# [PROBLEM STATEMENT]
Reproduce the passage of the Netflix and AI commentary word for word, starting at "Netflix’s moat has" and ending at "looks pretty silly.".

Here’s the thing nobody wants to admit: Netflix is about to get absolutely wrecked by AI, and Wall Street hasn’t caught up yet.
The streaming giant just bounced back to a 38X earnings valuation after dropping its Warner Bros. Discovery acquisition bid. Analysts are slapping “Buy” ratings all over it like it’s 2020 again. But here’s the plot twist—Netflix’s entire business model is basically a sitting duck for artificial intelligence.
Let’s break down why.
Netflix’s moat has always been simple: make killer content people will pay $17.99 a month for. That’s it. That’s the whole game. But what happens when AI can generate feature-length films on demand? When your laptop can create Hollywood-quality content in minutes? Suddenly, Netflix’s premium pricing looks pretty silly.
“But AI video is garbage,” you might say. “It can’t handle scriptwriting, acting, or consistency.” Fair point—*today*. But remember when people said the same thing about AI language models? Or image generators? Yeah, those evolved pretty fast.

# [LISTED RECORDS]
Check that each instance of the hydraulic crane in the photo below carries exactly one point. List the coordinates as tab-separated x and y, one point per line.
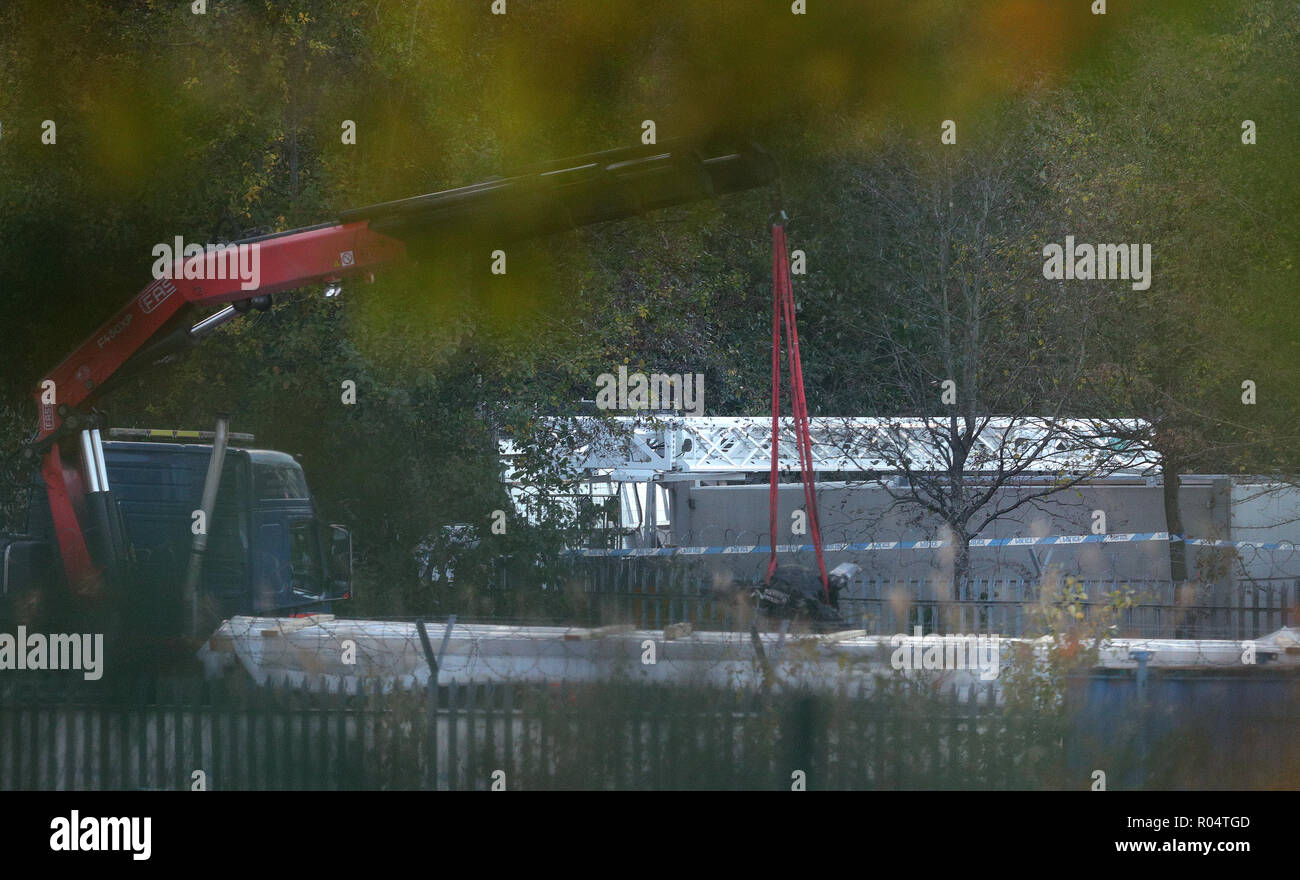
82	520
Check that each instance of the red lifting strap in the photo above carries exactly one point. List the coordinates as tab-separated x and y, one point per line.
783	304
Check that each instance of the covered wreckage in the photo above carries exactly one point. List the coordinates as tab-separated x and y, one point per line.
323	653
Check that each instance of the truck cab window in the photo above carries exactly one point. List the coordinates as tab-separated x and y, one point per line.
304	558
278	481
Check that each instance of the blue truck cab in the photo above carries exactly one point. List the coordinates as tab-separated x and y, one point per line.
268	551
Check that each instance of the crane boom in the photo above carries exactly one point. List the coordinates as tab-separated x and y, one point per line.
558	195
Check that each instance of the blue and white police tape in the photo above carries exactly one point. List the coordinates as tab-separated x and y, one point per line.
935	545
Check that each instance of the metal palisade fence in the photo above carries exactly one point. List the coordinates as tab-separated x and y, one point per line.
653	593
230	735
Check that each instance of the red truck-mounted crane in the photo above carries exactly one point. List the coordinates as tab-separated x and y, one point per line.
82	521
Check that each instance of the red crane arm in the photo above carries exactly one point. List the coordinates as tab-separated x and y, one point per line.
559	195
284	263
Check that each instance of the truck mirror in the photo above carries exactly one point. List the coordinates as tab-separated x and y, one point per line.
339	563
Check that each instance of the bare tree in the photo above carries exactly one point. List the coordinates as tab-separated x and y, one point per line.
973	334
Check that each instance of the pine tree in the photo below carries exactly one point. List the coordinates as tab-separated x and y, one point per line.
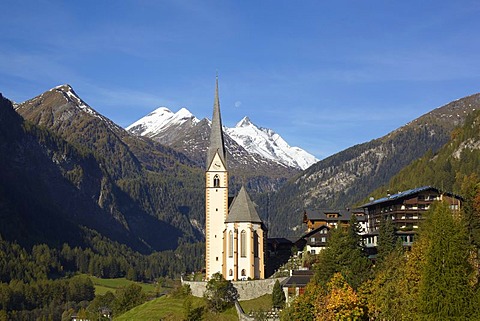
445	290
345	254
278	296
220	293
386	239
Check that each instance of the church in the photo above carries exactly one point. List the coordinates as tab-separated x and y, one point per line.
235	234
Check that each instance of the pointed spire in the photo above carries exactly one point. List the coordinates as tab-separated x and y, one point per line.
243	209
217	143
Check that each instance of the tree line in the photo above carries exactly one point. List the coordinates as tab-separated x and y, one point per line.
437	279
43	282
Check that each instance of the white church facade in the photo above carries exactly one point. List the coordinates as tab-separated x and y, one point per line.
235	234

# [TASK SOLUTION]
Netflix’s moat has always been simple: make killer content people will pay $17.99 a month for. That’s it. That’s the whole game. But what happens when AI can generate feature-length films on demand? When your laptop can create Hollywood-quality content in minutes? Suddenly, Netflix’s premium pricing looks pretty silly.